If a line of the data below holds the word "positive", list it.

- _PROVIDED RECORDS_:
►
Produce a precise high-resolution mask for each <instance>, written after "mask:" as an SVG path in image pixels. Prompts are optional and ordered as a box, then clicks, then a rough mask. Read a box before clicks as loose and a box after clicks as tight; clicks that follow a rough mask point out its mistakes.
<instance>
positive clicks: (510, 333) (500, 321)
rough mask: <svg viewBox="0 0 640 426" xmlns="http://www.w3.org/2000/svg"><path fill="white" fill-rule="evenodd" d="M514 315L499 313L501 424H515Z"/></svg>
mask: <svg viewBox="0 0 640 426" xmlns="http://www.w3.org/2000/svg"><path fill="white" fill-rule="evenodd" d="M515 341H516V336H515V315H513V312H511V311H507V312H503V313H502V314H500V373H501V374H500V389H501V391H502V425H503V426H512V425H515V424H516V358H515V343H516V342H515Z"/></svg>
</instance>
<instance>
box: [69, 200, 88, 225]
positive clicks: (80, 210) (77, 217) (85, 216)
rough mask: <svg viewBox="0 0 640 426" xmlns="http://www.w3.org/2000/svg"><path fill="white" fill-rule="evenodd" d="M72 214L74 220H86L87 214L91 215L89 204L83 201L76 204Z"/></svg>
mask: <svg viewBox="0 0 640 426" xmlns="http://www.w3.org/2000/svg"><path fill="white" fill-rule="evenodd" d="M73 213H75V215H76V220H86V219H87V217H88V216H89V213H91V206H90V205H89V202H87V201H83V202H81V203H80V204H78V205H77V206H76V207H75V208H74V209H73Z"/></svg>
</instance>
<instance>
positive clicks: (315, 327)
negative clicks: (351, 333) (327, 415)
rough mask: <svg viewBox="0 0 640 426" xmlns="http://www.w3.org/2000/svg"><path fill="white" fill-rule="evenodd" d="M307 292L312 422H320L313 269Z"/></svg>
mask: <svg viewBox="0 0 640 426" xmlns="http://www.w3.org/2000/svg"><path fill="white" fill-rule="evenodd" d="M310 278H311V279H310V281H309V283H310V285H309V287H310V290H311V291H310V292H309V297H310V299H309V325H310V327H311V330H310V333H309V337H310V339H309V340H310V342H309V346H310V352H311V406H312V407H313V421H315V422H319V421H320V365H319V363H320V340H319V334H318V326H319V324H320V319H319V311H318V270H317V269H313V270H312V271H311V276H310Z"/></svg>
◄
- _EXERCISE OUTPUT_:
positive clicks: (510, 333) (500, 321)
positive clicks: (80, 210) (77, 217) (85, 216)
positive clicks: (315, 327)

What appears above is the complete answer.